* [Aim of the task]: According to the text on walk-in Covid-19 vaccination in Northern Ireland, which vaccine will be given in Castlewellan and Newcastle?

* [Document text]:
About 50% of those aged 18 and over and two-thirds of 30 to 40-year-olds have had a first dose.

About 95% of all those aged over 50 have had a first dose of a Covid-19 vaccine.

Overall, about 60% of adults in Northern Ireland are fully vaccinated with two doses.


Bernie Owens, from Belfast Trust, said: "We are coming to the end of the vaccination programme, we are so close.

"So we are trying to do this final push to get the 18 to 29-year-olds, and the 30 to 40-year-olds who've been later being offered the vaccination appointments, to come forward now and we're trying to make it as accessible for them as is possible," the senior director continued.

In Belfast, a walk-in unit operated in the grounds of City Hall until 20:00 BST, offering Pfizer to anyone unvaccinated aged over-18.

Drop-in clinics were also open in parts of County Down, including at the Quays shopping centre in Newry.

In Castlewellan on Saturday and Newcastle on Sunday, vaccine 'buses' will be offering Moderna vaccines.

Walk-in locations


Saturday:

*  Castlewellan Community Centre 11:00-19:00
*  Belfast City Hall 14:30-20:00
*  The Quays, Newry 09:30-15:30

Sunday:


*  Newcastle Community Services, Newcastle 11:00-19:00

Doses of the Pfizer jab will be administered in Newry and Belfast, Moderna will be issued in Castlewellan and Newcastle.

No appointment is needed, however those attending must bring photo ID.


District nurse Suzanne Rogan, who will be on board to administer the vaccines, said people need to bring photographic ID and, where possible, their health and social care number.

"They will be in and out within minutes," she added.

Walk-in slots for second doses are also being offered at the South Eastern Vaccination Centre at the SSE Arena in Belfast.

Anyone who has had a Pfizer vaccine six weeks ago or an AstraZeneca vaccine eight weeks ago is eligible. Second doses cannot be administered at a shorter time interval.

'Potential for another wave'


There has been a sharp rise in the number of positive Covid cases in Northern Ireland compared to a week ago.

However, the number of hospitalisations has not increased significantly: more than 20 patients are currently being treated for the virus, and there is one person on ventilation in an intensive care unit.

Health officials are also investigating large social gatherings involving young people, as Stormont's chief scientific adviser Prof Ian Young warned of the potential for another Covid wave.

Earlier this week, executive ministers were told that the highly transmissible Delta variant, first detected in India, now accounts for 75% of Covid infections and that there has been a slight increase in the R number (the rate of transmission) from between 1.2 and 1.5 to between 1.2 and 1.6.

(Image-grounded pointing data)

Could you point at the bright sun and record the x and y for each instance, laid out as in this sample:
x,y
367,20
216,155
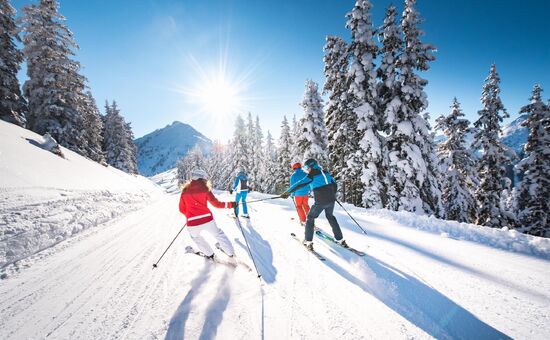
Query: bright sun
x,y
217,96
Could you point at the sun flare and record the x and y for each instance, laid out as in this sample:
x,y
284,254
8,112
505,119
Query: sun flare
x,y
218,96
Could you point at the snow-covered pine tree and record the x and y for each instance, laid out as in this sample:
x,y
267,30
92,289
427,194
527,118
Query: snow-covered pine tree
x,y
93,129
367,163
193,160
413,183
55,89
392,47
492,164
239,146
296,152
313,137
118,141
218,166
534,189
336,67
12,103
269,165
258,156
457,166
284,157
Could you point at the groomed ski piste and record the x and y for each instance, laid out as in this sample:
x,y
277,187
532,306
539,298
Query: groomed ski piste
x,y
78,240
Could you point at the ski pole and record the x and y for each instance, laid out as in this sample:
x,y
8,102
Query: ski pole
x,y
263,199
363,230
248,247
160,258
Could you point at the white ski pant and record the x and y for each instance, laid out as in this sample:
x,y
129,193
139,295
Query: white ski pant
x,y
212,228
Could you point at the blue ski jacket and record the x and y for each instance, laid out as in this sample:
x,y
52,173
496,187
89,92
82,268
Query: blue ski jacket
x,y
296,177
241,182
323,185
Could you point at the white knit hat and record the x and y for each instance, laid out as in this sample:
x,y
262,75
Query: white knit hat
x,y
198,173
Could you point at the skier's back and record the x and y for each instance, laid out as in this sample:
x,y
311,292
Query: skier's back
x,y
193,204
324,192
241,187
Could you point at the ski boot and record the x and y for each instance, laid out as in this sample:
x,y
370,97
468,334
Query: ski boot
x,y
343,243
217,245
308,245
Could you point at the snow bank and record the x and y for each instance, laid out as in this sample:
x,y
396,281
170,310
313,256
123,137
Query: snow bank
x,y
46,199
167,180
509,240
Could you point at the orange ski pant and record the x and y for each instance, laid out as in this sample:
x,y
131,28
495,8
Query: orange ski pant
x,y
302,206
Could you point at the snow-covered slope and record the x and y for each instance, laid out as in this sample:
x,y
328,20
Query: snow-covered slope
x,y
161,149
421,278
46,199
167,180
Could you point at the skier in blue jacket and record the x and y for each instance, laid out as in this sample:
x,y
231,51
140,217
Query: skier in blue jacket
x,y
324,192
300,196
240,186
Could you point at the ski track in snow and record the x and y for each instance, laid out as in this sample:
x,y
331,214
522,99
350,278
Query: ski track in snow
x,y
411,284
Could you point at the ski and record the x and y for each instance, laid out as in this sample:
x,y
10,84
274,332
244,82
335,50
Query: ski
x,y
191,250
234,262
317,255
326,237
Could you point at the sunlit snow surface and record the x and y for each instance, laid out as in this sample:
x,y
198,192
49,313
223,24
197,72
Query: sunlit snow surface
x,y
421,277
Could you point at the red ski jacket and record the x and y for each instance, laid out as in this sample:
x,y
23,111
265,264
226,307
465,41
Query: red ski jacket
x,y
193,203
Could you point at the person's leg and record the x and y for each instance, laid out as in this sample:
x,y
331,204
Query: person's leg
x,y
243,198
329,213
237,199
306,204
202,245
223,241
313,214
299,200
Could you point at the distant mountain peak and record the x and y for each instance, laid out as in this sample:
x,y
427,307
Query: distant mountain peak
x,y
160,150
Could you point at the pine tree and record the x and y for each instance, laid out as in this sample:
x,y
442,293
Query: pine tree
x,y
367,162
257,156
118,141
492,165
284,157
297,154
93,129
12,103
313,137
534,189
55,89
336,66
458,166
413,183
269,166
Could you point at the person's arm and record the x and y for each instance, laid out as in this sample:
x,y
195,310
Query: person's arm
x,y
221,205
183,207
300,184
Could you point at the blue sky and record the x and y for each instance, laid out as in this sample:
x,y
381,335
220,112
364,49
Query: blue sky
x,y
146,54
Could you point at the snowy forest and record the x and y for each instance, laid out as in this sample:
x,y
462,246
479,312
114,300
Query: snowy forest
x,y
374,136
55,99
372,132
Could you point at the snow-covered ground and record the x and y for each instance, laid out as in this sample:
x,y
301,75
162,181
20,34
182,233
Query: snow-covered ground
x,y
45,198
421,277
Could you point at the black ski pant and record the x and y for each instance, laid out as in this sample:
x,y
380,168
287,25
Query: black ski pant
x,y
315,211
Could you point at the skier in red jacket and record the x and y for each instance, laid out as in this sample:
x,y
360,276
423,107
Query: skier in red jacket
x,y
195,193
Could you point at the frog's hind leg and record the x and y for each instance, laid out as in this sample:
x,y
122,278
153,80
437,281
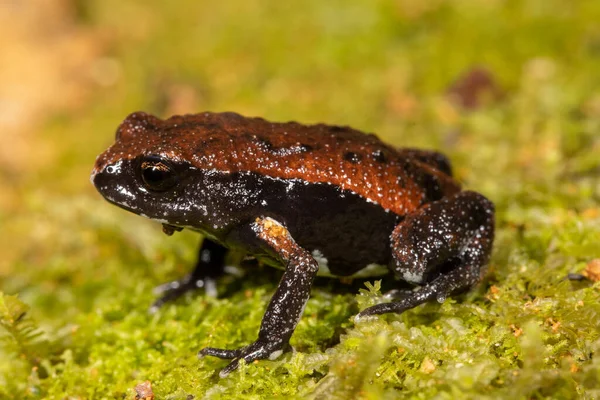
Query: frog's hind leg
x,y
443,247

* [Problem solution]: Moderna